Dataset entries ::
===
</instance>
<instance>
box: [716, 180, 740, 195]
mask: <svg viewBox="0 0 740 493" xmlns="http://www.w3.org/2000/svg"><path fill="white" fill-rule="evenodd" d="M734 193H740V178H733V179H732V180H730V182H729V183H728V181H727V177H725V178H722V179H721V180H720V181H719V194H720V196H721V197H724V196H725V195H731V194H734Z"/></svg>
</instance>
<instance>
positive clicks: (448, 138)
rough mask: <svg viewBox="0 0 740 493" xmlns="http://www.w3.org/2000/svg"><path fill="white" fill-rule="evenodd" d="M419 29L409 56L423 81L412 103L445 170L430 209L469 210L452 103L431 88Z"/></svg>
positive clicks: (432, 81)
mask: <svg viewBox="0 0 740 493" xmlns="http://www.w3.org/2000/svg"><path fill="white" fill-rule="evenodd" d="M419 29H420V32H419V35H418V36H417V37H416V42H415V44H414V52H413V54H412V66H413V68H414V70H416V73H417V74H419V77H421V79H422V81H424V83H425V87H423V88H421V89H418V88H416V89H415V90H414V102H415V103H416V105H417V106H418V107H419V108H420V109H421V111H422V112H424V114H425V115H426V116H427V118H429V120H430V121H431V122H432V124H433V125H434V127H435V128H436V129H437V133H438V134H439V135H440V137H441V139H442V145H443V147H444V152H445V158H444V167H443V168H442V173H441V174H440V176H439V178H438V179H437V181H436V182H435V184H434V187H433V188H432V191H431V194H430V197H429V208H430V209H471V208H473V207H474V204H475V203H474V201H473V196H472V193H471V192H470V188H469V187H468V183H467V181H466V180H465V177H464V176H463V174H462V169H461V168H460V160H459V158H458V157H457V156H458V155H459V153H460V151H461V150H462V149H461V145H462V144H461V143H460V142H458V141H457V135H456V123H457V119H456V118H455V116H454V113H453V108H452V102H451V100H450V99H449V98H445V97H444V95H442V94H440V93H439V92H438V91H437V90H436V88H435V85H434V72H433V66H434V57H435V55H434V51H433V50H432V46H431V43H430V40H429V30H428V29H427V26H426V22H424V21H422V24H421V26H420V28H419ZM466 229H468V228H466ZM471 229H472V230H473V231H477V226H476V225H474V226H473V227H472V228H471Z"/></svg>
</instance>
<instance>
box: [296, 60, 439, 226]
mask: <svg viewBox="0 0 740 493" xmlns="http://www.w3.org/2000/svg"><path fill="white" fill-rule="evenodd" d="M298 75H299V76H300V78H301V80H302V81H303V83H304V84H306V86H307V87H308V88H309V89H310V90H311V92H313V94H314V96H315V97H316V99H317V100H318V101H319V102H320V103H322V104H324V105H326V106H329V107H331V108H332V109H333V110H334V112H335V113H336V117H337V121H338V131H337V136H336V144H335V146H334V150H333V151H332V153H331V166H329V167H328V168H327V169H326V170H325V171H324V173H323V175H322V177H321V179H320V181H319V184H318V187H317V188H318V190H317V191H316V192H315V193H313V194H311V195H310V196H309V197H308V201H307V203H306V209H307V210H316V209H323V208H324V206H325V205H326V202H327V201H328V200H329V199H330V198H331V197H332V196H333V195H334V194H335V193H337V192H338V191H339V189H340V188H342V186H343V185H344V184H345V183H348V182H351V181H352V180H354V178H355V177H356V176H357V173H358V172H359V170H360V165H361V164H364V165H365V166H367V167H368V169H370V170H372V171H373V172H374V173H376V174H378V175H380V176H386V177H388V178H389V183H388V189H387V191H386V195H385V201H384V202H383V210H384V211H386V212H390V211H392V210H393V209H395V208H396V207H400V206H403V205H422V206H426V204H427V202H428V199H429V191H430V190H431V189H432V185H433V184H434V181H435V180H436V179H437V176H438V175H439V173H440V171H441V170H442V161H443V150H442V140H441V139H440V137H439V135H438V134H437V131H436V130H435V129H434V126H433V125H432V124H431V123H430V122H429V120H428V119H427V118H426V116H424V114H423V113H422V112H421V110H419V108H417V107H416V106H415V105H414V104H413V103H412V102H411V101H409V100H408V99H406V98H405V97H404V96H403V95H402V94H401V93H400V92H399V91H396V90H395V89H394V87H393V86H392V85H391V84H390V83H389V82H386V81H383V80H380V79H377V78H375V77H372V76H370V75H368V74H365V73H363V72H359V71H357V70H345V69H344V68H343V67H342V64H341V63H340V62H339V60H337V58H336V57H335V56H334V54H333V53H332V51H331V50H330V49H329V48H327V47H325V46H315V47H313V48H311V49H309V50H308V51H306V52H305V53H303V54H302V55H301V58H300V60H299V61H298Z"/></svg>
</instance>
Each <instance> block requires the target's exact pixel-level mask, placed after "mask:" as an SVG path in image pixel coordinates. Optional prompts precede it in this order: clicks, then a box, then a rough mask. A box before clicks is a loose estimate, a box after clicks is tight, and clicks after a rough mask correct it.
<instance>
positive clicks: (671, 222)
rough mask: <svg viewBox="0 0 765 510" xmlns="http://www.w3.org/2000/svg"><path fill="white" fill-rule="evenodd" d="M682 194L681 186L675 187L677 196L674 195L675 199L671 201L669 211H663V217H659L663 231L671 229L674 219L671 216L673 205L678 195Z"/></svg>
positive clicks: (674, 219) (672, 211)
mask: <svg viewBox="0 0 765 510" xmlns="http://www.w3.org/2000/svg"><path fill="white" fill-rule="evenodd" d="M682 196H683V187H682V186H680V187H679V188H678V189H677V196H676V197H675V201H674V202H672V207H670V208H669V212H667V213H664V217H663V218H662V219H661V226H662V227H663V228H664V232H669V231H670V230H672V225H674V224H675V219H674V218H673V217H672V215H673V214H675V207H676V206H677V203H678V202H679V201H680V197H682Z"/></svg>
===
What is required :: Exact copies of all entries are what's needed here.

Solution ::
</instance>
<instance>
box: [716, 180, 740, 195]
mask: <svg viewBox="0 0 740 493" xmlns="http://www.w3.org/2000/svg"><path fill="white" fill-rule="evenodd" d="M734 193H740V178H733V179H732V180H730V182H729V183H728V181H727V177H725V178H722V179H721V180H720V181H719V194H720V196H721V197H724V196H725V195H731V194H734Z"/></svg>
</instance>
<instance>
positive clicks: (448, 138)
rough mask: <svg viewBox="0 0 740 493" xmlns="http://www.w3.org/2000/svg"><path fill="white" fill-rule="evenodd" d="M419 29L409 56L423 81L412 103L445 170L430 209L469 210L452 103L431 88Z"/></svg>
positive clicks: (432, 81)
mask: <svg viewBox="0 0 740 493" xmlns="http://www.w3.org/2000/svg"><path fill="white" fill-rule="evenodd" d="M419 29H420V32H419V35H418V36H417V37H416V42H415V44H414V52H413V54H412V66H413V68H414V70H416V73H417V74H419V77H421V79H422V81H424V83H425V87H423V88H421V89H418V88H416V89H415V90H414V102H415V103H416V105H417V106H418V107H419V108H420V109H421V111H422V112H424V114H425V115H426V116H427V118H429V120H430V121H431V122H432V124H433V125H434V127H435V128H436V129H437V133H438V134H439V135H440V137H441V139H442V145H443V147H444V152H445V158H444V167H443V168H442V173H441V174H440V176H439V178H438V179H437V181H436V182H435V184H434V187H433V188H432V191H431V194H430V197H429V208H430V209H471V208H473V207H474V204H475V203H474V201H473V196H472V193H471V192H470V188H469V187H468V183H467V181H466V180H465V177H464V176H463V174H462V169H461V168H460V160H459V158H458V157H457V156H458V155H459V153H460V151H461V150H462V149H461V145H462V144H461V143H460V142H458V141H457V135H456V123H457V119H456V118H455V116H454V113H453V108H452V102H451V100H450V99H449V98H445V97H444V95H442V94H440V93H439V92H438V91H437V90H436V88H435V85H434V72H433V66H434V57H435V55H434V51H433V50H432V46H431V43H430V40H429V30H428V29H427V26H426V22H424V21H422V24H421V26H420V28H419ZM466 229H468V228H466ZM471 229H472V230H473V231H477V226H476V225H474V226H473V227H472V228H471Z"/></svg>
</instance>
<instance>
box: [296, 60, 439, 226]
mask: <svg viewBox="0 0 740 493" xmlns="http://www.w3.org/2000/svg"><path fill="white" fill-rule="evenodd" d="M298 75H299V76H300V78H301V80H302V81H303V83H304V84H306V86H307V87H308V88H309V89H310V90H311V92H313V94H314V96H315V97H316V99H317V100H318V101H319V102H320V103H322V104H324V105H326V106H329V107H331V108H332V109H333V110H334V112H335V113H336V117H337V121H338V131H337V136H336V144H335V146H334V150H333V151H332V153H331V166H329V167H328V168H327V169H326V170H325V171H324V173H323V175H322V177H321V179H320V181H319V184H318V187H317V188H318V190H317V191H316V192H315V193H313V194H311V195H310V196H309V197H308V201H307V203H306V209H307V210H316V209H323V208H324V206H325V205H326V202H327V201H328V200H329V199H330V198H331V197H332V196H333V195H334V194H335V193H337V192H338V191H339V189H340V188H342V186H343V185H344V184H345V183H348V182H351V181H352V180H354V178H355V177H356V176H357V173H358V172H359V170H360V165H361V164H364V165H365V166H367V167H368V169H370V170H372V171H373V172H374V173H376V174H378V175H380V176H386V177H388V178H389V183H388V189H387V191H386V195H385V201H384V202H383V210H384V211H386V212H390V211H392V210H393V209H395V208H396V207H400V206H403V205H422V206H426V204H427V202H428V199H429V191H430V190H431V189H432V185H433V184H434V181H435V180H436V179H437V176H438V175H439V173H440V171H441V170H442V161H443V150H442V140H441V139H440V137H439V135H438V134H437V131H436V130H435V129H434V126H433V125H432V124H431V123H430V122H429V120H428V119H427V118H426V116H424V114H423V113H422V112H421V110H419V108H417V107H416V106H415V105H414V104H413V103H412V102H411V101H409V100H408V99H406V98H405V97H404V96H403V95H402V94H401V93H400V92H399V91H396V90H395V89H394V87H393V86H392V85H391V84H390V83H389V82H386V81H383V80H380V79H377V78H375V77H372V76H370V75H368V74H365V73H363V72H359V71H357V70H345V69H344V68H343V67H342V64H341V63H340V62H339V60H337V58H336V57H335V56H334V54H333V53H332V51H331V50H330V49H329V48H327V47H325V46H315V47H313V48H311V49H309V50H308V51H306V52H305V53H303V54H302V55H301V58H300V60H299V61H298Z"/></svg>
</instance>
Each <instance> block requires the target's exact pixel-level mask, placed after "mask:" as an SVG path in image pixel coordinates. Optional prompts precede it in this order: clicks, then a box, then a rough mask. A box before clicks is a loose estimate, a box after clicks is tight, and clicks after a rough mask correct it.
<instance>
positive clicks: (671, 222)
rough mask: <svg viewBox="0 0 765 510" xmlns="http://www.w3.org/2000/svg"><path fill="white" fill-rule="evenodd" d="M682 194L681 186L675 187L677 196L674 195L675 199L671 201L669 211H663V217H659L663 231L671 229L674 219L671 216L673 205L678 195Z"/></svg>
positive clicks: (674, 219) (672, 211)
mask: <svg viewBox="0 0 765 510" xmlns="http://www.w3.org/2000/svg"><path fill="white" fill-rule="evenodd" d="M682 196H683V187H682V186H680V187H679V188H678V189H677V196H676V197H675V201H674V202H672V207H670V208H669V212H667V213H664V217H663V218H662V219H661V226H662V227H663V228H664V232H669V231H670V230H672V225H674V224H675V219H674V218H673V217H672V215H673V214H675V207H676V206H677V203H678V202H679V201H680V197H682Z"/></svg>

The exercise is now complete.